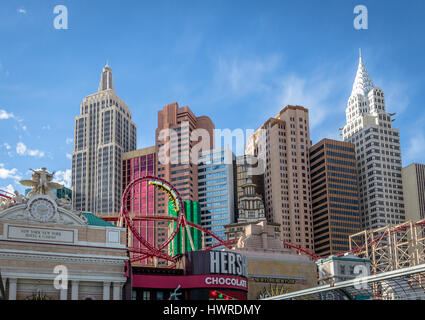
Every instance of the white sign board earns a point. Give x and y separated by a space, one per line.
39 234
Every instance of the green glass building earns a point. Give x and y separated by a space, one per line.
193 214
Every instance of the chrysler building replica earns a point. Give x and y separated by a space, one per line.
103 131
370 128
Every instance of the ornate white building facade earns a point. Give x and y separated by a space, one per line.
103 131
378 153
49 252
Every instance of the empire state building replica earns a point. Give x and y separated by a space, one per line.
370 128
103 131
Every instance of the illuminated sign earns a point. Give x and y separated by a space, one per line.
217 280
230 263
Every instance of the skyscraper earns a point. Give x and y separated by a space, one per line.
414 191
175 137
103 131
283 144
334 195
377 142
216 191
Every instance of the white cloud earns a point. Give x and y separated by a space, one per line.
4 115
415 146
63 177
22 150
313 93
9 173
9 188
238 77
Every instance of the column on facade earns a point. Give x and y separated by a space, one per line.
106 291
12 288
74 292
63 294
116 291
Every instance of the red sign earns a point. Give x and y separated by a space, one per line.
189 282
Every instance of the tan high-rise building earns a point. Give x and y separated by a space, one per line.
103 131
282 143
413 177
177 127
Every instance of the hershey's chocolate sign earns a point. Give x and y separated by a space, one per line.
231 263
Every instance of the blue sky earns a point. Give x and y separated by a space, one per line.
239 62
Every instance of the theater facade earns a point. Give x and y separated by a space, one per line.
49 251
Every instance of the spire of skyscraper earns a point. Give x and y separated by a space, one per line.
363 83
106 79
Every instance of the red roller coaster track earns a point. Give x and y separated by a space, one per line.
181 222
359 249
6 195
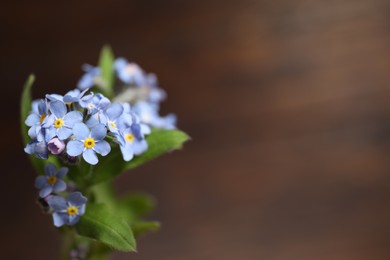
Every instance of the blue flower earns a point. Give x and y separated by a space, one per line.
131 142
129 73
113 117
52 181
94 103
88 143
148 113
36 118
89 79
67 211
37 148
59 122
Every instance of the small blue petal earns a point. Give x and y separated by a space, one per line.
139 147
32 119
82 209
74 219
98 132
58 108
60 185
50 169
45 191
81 131
62 172
90 156
57 203
59 219
64 132
76 199
127 153
74 148
102 148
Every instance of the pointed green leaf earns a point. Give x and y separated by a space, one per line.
159 142
101 224
25 107
106 65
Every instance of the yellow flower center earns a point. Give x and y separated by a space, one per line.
89 143
58 123
43 116
52 180
129 138
72 210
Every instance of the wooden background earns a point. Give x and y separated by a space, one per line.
287 103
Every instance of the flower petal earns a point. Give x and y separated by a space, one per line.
90 156
74 148
32 119
45 191
57 203
127 152
98 132
72 118
59 219
74 219
81 131
64 133
62 172
76 199
102 147
60 185
58 108
140 147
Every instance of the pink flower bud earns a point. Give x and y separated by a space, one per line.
56 146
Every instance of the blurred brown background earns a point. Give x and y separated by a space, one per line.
287 103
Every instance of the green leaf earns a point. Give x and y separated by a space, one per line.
25 107
101 224
159 141
106 62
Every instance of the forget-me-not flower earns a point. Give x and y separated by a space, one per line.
36 118
60 122
89 79
51 181
113 116
131 142
67 211
88 143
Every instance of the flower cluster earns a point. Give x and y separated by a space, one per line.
137 87
65 211
84 125
79 124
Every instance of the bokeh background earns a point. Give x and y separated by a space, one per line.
287 103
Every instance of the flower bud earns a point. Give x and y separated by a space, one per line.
56 146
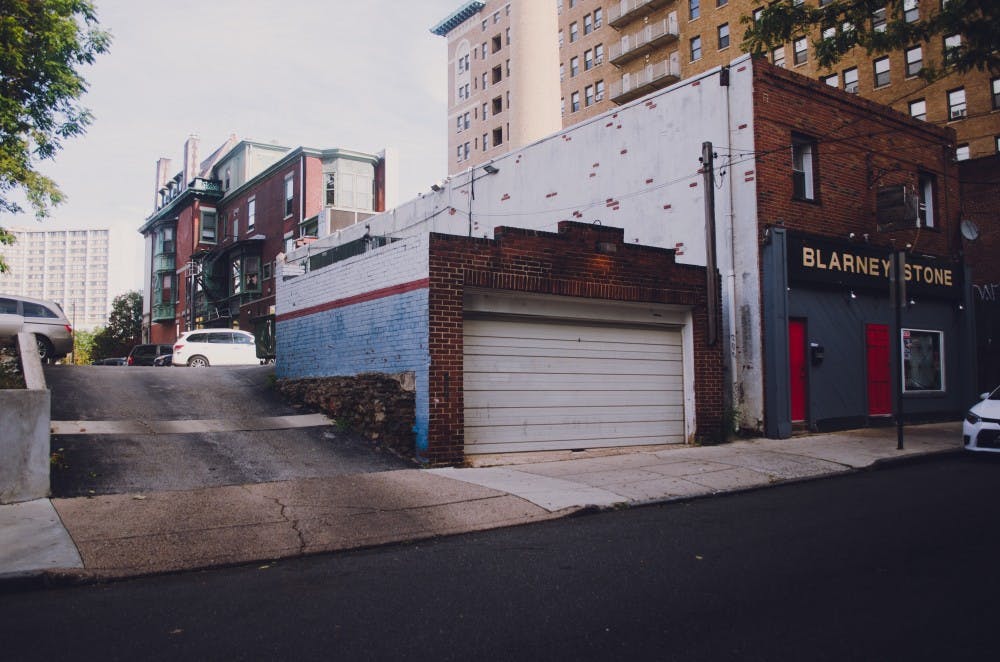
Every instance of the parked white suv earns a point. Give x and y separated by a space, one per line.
45 319
205 347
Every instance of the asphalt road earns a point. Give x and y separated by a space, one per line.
894 564
123 463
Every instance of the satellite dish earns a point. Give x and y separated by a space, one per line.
969 230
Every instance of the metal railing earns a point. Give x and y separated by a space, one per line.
638 43
647 79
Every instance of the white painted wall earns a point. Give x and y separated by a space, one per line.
636 168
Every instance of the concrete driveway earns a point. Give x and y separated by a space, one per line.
127 429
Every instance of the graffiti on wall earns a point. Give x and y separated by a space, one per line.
990 292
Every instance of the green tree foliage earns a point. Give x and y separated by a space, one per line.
43 43
124 328
858 23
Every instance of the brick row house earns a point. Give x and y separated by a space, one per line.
807 208
219 225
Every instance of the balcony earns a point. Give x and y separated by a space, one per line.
651 77
627 11
163 262
635 45
163 312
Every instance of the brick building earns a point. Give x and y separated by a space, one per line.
219 225
610 53
801 334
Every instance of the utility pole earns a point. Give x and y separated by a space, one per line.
712 278
898 295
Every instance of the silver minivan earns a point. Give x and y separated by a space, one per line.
205 347
45 319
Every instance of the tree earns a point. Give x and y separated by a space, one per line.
882 26
42 45
124 327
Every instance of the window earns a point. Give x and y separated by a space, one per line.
878 20
803 167
925 208
881 67
923 360
209 222
778 56
914 61
801 50
956 104
851 80
951 45
331 188
289 195
251 273
695 48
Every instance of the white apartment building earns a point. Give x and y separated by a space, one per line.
69 267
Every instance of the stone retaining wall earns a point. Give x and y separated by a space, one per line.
377 406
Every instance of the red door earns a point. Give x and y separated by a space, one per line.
877 345
797 368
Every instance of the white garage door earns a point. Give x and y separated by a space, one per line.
555 385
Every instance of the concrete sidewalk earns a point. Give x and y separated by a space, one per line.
84 539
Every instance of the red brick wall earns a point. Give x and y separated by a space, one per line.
980 180
565 263
861 146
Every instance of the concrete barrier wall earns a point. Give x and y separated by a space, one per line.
24 431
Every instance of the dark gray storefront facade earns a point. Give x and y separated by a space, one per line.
829 333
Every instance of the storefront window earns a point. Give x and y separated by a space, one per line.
923 361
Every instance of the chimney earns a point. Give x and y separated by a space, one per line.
162 168
190 160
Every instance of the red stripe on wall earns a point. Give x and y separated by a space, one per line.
357 298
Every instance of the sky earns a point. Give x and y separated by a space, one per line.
315 73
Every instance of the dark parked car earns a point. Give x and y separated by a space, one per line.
118 360
146 354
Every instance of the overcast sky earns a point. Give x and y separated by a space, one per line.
360 75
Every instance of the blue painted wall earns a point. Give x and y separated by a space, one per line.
387 335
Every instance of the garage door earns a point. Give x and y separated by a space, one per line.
554 385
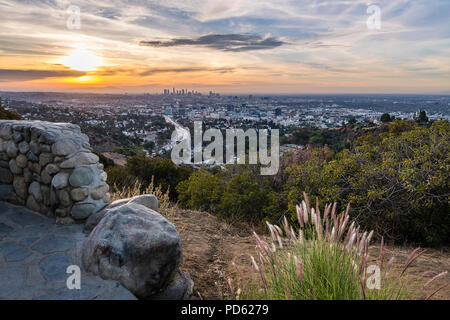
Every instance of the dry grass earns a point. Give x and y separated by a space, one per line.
166 207
210 246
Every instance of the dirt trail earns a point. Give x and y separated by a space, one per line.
210 246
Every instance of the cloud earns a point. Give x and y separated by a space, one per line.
11 75
223 42
153 71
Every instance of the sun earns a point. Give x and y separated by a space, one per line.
82 59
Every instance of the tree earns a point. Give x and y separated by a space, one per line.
397 182
7 114
385 117
421 117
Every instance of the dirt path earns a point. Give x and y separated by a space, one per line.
210 246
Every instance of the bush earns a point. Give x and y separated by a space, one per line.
8 115
328 259
397 182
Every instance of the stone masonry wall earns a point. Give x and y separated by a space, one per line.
50 168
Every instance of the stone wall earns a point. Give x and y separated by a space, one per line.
50 168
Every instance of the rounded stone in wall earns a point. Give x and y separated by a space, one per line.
81 211
15 169
52 168
17 137
65 147
32 204
81 176
6 176
45 158
32 157
22 161
11 149
45 191
64 198
24 147
60 180
35 147
46 177
79 194
28 175
20 187
81 158
99 192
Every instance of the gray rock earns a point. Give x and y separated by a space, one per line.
46 177
20 187
45 191
7 194
147 200
45 158
81 211
6 176
99 192
53 243
35 190
103 176
60 180
34 167
24 147
65 147
64 198
15 169
81 158
11 149
79 194
45 148
28 175
136 246
14 252
5 132
35 147
4 164
81 176
17 137
54 267
32 157
52 168
22 161
32 204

*Task description*: Please transcribe the entries exactly, omitting the images.

*Answer to this problem*:
Every instance of the white sign board earns a point. Give x and y separated by a space, one per line.
39 234
Every instance of the green glass building earns a point. Give x and y separated by a space, one per line.
193 214
Every instance of the chrysler building replica earns a point. Give x and y separated by a space, one per line.
103 131
370 128
Every instance of the ornate white building facade earns a point. Give x and y separated by a space, one per line.
103 131
378 153
49 252
Every instance of the empire state building replica earns a point. Give x and y separated by a space, one per line.
370 128
103 131
Every instance of the illuminated sign earns a point. Give x and y separated by a space, one per line.
217 280
230 263
Every instance of the skyscraper earns a point. Give x and y separated by a space, one per line.
414 191
175 137
103 131
283 144
334 195
377 142
216 191
Every instance of the white cloud earns a point. Give x and y separated by a space, one per line.
4 115
415 146
63 177
22 150
313 93
9 173
9 188
238 77
Every instance of the column on facade earns a point. Give x and y separated by a space, one per line.
106 291
12 288
74 292
63 294
116 291
Every instance of the red sign earns a point. Give x and y separated by a space, one per line.
189 282
Every instance of the tan high-rise building earns a point. Give x and y separated by a space, one per line.
103 131
282 143
413 177
177 127
Every instance of the hershey's chocolate sign earns a point. Give x and y separated by a space, one per line.
231 263
Every instance of the blue sky earns a point. Give x and y separated by a space, one per line.
239 62
Every instance of the theater facade earns a point. Give x and y separated by a space, one per line.
49 251
Every instance of the spire of skyscraper earns a point. Give x and y separated by a space, one per line.
363 83
106 79
Every instance of the red roller coaster track earns a point. Give x and y separated by a space, one per line.
181 222
359 249
6 195
Every instance of the blue flower earns a point. Give x and y separated by a space, one per line.
131 142
129 73
113 117
52 181
94 103
88 143
148 113
36 118
89 79
67 211
37 148
59 122
Every instance of the small blue petal earns a point. Give x and y separated by a space, one per line.
139 147
32 119
82 209
74 219
98 132
58 108
60 185
50 169
45 191
81 131
62 172
90 156
57 203
59 219
64 132
76 199
127 153
74 148
102 148
Every instance of the pointed green leaf earns a point. Give x and y separated by a space, one per line.
159 142
101 224
25 107
106 65
Every instance of the yellow flower center earns a point. Give x and y separated by a space, one per line.
89 143
58 123
43 116
52 180
129 138
72 210
Every instance of the wooden background earns a point. Give x and y separated by a space, one per line.
287 103
Every instance of the flower petal earns a point. Give x and y separated by a space, one per line.
90 156
74 148
32 119
45 191
57 203
127 152
98 132
72 118
59 219
74 219
81 131
64 133
62 172
76 199
102 147
60 185
58 108
140 147
Every instance of the pink flower bud earns a point. Give x and y separated by a space, one per line.
56 146
Every instance of the blurred brown background earns a point. Give x and y separated by a space, one per line.
287 103
Every instance of the green leaf earns a point. Give x and y separated by a space, one per line.
25 107
101 224
159 141
106 62
Every instance of the forget-me-not flower earns a point. Give x and y separated by a space, one per line.
36 118
60 122
89 79
51 181
113 116
131 142
67 211
88 143
Every instance of the flower cluster earns a point. Give x and y separated by a space, one per line.
137 87
65 211
84 125
79 124
Every instance of the bokeh background earns a point. Give x and y separated by a space, one per line.
287 103
Every instance of the flower bud earns a point. Give x and y separated by a space, one per line.
56 146
Every instance of the parked white suv earns a point. Give x and y separated by a space, one per line.
45 319
205 347
Every instance of the asphalt road earns a point. Give x and y separated by a space, one per line.
894 564
123 463
Every instance of the satellite dish earns a point. Give x and y separated by a space, one per line.
969 230
Every instance of the metal railing earns a point. Give x and y separated by a space, one per line.
638 43
647 79
Every instance of the white painted wall earns a point. Give x and y separated by a space, one per line.
636 168
Every instance of the concrete driveway earns a point. Give x and y separated by a space, one per line.
127 429
Every instance of the graffiti on wall earns a point. Give x and y separated by a space, one per line.
990 292
Every instance of the green tree foliage earns a point. Give x and y separated by a space, one per line.
43 43
124 328
858 23
Every instance of the brick row house earns a point. Give x and y separated by a space, one per line.
807 208
219 225
Every instance of the balcony earns a point. Give x and y separated by a space, one per line.
651 77
627 11
163 262
635 45
163 312
Every instance of the brick building earns a point. Give x and y separated by a space, one per line.
219 225
610 53
801 334
Every instance of the utility pole earns a point. Give x and y separated by a space, one per line.
712 278
898 295
Every instance of the silver minivan earns a point. Give x and y separated by a space, one per line.
205 347
45 319
Every instance of the tree earns a point. Give x and y separated by a space, one per line.
882 26
42 45
124 327
Every instance of the window earns a point. Give x and y separated by a space, one per line.
878 20
803 167
925 208
881 67
923 360
209 222
778 56
914 61
801 50
956 104
851 80
951 45
331 188
289 195
251 273
695 48
Every instance of the white apartment building earns a point. Give x and y separated by a space, one per line.
69 267
Every instance of the stone retaining wall earns a point. Give x and y separated by a space, one per line.
377 406
Every instance of the red door earns a point. Give x and y separated by a space, one per line.
877 345
797 368
Every instance of the white garage door earns a point. Give x and y separated by a space, one per line.
555 385
Every instance of the concrete sidewalk earns a point. Give x and y separated by a space, one per line.
84 539
Every instance of the red brick wall earns a point. Give x and y separated by a space, one per line.
980 180
565 263
861 146
Every instance of the concrete barrier wall earns a point. Give x and y separated by a space, one per line.
24 431
Every instance of the dark gray storefront facade earns a point. Give x and y separated by a space, one per line.
829 333
Every instance of the storefront window earns a point. Give x and y separated by a space, one per line.
923 361
Every instance of the chimney earns a point. Give x and y separated by a space, one per line.
162 168
190 160
Every instance of the red stripe on wall earns a point. Give x and y separated by a space, one per line.
357 298
Every instance of the sky earns a point. Give x and y separated by a space, one per line.
315 73
Every instance of the dark parked car earns a point. Give x and y separated by a space, one per line.
118 360
146 354
Every instance of the overcast sky earns a point. Give x and y separated by a space, one per line.
360 75
Every instance of the blue painted wall earns a point. Give x and y separated by a space, one per line.
387 335
Every instance of the garage door earns a point. Give x and y separated by a space, one per line.
554 385
Every instance of the dry grass earns a point. Give x and y separated by a space, one per line.
166 207
210 246
Every instance of the dirt trail earns a point. Give x and y separated by a space, one per line.
210 246
Every instance of the cloud earns a point. Give x and y separated by a space, one per line.
11 75
223 42
153 71
Every instance of the sun earns a point. Give x and y separated by a space, one per line.
82 59
Every instance of the tree earns a point. Give x and y separated by a space, one per line.
397 182
7 114
385 117
421 117
Every instance of the dirt path earns a point. Give x and y separated by a space, one per line.
210 246
Every instance of the bush earns a point. Give x and y separated by a space, one per line.
8 115
328 259
397 182
Every instance of the stone masonry wall earns a point. Give x and y separated by a space, one per line.
50 168
Every instance of the stone wall earns a point. Give x and y separated by a space, one per line.
50 168
Every instance of the rounded stone in wall earns a point. Give x and y separated by a space, one per line.
81 211
15 169
52 168
17 137
65 147
32 204
81 176
6 176
45 158
32 157
22 161
11 149
45 191
64 198
24 147
60 180
35 147
46 177
79 194
28 175
20 187
81 158
99 192
Every instance of the gray rock earns a point. Give x and y separated by a space, one per line.
46 177
20 187
45 191
7 194
147 200
45 158
81 211
6 176
99 192
53 243
35 190
103 176
60 180
34 167
24 147
65 147
64 198
15 169
81 158
11 149
79 194
45 148
28 175
136 246
14 252
5 132
35 147
4 164
81 176
17 137
54 267
32 157
52 168
22 161
32 204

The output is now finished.